● Consigne écrite A:
Dans la transcription des débats, à qui Mme Lavoie-Roux laisse-t-elle la discussion ?
● Consigne écrite B:
Dans la transcription des débats, reprenez sous forme de courte liste l'intervention qui commence par « Cela, le député ne le sait peut-être pas » en gardant ses faits principaux.
● Consigne écrite C:
Écrivez la suite de la transcription des débats parlementaires, à partir de la dernière réplique.

● Texte à lire:
= = = = = = =
Mme Lavoie-Roux: On te laisse la discussion. On laisse la
discussion au député de D'Arcy McGee.
M. Bédard: Cela a le mérite d'être
correct.
M. Marx: Cela veut dire...
M. Bédard: Avant de commencer...
M. Marx: ...pour faire une prédiction, pour le journal des
Débats...
M. Bédard: Vous allez avoir l'occasion...
M. Marx: ... je ne sais pas si cette loi sera jamais mise en
vigueur.
M. Bédard: Je ne suis pas inquiet, elle sera mise en
vigueur.
Mme Lavoie-Roux: M. le Président... M. Bédard:
Cela prend un peu...
M. Marx: Vous ne savez même pas quels articles sont
constitutionnels et lesquels sont inconstitutionnels.
M. Bédard: Cela, le député ne le sait
peut-être pas, mais je peux l'assurer que l'étude, avec toutes les
précautions nécessaires, en sera faite. Il y a peut-être
une manière de régler rapidement l'adoption de cette loi
dès demain matin, c'est que le fédéral nous donne
simplement les pouvoirs demandés depuis moult années non
seulement par le gouvernement actuel, mais par les autres gouvernements.
= = = = = = =
● Fiches extraites:
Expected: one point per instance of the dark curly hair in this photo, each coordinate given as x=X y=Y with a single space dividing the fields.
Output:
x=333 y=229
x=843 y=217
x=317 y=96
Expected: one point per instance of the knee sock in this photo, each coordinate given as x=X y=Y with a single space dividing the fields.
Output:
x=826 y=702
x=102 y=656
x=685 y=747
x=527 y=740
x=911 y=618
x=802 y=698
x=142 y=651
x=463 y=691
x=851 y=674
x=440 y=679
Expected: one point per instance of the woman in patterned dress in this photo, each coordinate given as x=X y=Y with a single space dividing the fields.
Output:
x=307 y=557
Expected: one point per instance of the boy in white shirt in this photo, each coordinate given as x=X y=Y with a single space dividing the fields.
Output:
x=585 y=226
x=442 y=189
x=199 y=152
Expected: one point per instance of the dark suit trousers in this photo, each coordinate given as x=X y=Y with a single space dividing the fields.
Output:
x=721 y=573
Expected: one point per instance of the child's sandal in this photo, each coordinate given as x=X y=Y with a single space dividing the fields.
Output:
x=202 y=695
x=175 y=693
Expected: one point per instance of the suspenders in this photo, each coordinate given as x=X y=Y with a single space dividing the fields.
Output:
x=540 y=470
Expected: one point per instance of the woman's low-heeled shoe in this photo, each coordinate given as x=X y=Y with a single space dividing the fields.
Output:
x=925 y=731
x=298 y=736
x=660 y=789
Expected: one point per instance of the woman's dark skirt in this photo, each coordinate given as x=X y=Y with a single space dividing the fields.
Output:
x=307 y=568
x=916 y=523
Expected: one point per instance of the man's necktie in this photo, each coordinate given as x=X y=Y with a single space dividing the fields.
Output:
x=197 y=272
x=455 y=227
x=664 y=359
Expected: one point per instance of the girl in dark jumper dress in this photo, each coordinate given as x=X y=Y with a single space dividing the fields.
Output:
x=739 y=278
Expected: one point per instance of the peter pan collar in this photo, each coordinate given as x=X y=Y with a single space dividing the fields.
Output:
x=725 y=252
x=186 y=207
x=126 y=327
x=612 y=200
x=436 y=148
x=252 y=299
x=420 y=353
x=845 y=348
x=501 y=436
= = = = = = =
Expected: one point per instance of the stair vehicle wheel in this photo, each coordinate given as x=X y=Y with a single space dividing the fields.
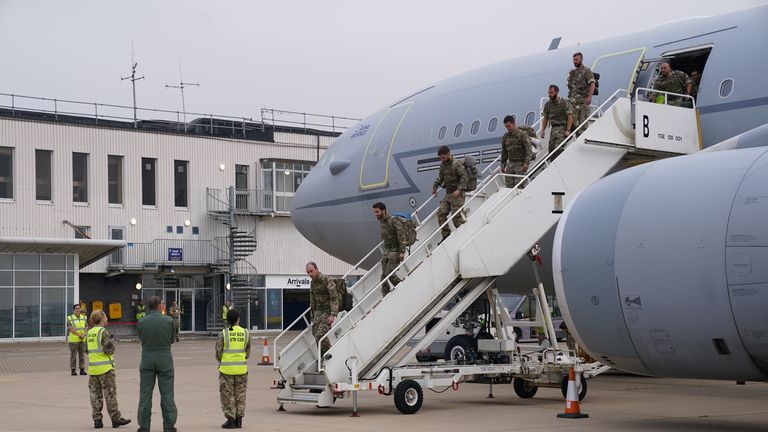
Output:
= = = = = = =
● Réponse A:
Au député de D'Arcy McGee.

● Réponse B:
- L'étude de la loi sera faite avec toutes les précautions nécessaires.
- La loi pourrait être adoptée vite, dès le lendemain matin, si le fédéral donnait simplement les pouvoirs demandés.
- Ces pouvoirs sont demandés depuis de nombreuses années, par le gouvernement actuel comme par les gouvernements d'avant.

● Réponse C:
M. Marx: Maintenant que vous avez fait votre "speach", que vous
avez fait votre discours politique, c'est le discours juridique.
M. Bédard: Pourquoi le député m'en
donne-t-il la chance?
Le Président (M. Laberge): On va revenir en
arrière? Avez-vous un commentaire?
Mme Lavoie-Roux: Je veux poser une question et ça pourrait
être à la toute fin. Je comprends qu'il y a des articles qui ne
pourraient pas s'appliquer; par contre, un chapitre comme celui de la filiation
et de l'adoption, est-ce que cela pourrait être proclamé sans
attendre de modifications à la constitution?
M. Bédard: Avant d'y aller, je
préférerais...
Mme Lavoie-Roux: Vous n'avez pas encore eu votre avis sur la
constitutionnalité de votre vote?
M. Bédard: Nous y sommes quand même allés de
pas mal d'amendements et je préférerais - et je pense que
personne ne m'en fera reproche ici - comme ministre de la Justice, prendre
toutes les précautions juridiques avant de répondre seulement
avec mon coeur, qui voudrait que dès demain ce
soit tout appliqué. (16 h 45)
Mme Lavoie-Roux: Absolument pas, M. le ministre, loin de nous une
telle pensée!
M. Bédard: Je pense que c'est le désir de tous les
membres de la commission; alors j'essaierai d'y aller, lors du discours de
troisième lecture, de remarques très précises.
Mme Lavoie-Roux: Cela vous donnera le temps de vérifier
ça.
M. Bédard: Je pense que tout le monde est d'accord que les
problèmes que nous allons rencontrer sont des problèmes que
rencontrerait n'importe quel gouvernement.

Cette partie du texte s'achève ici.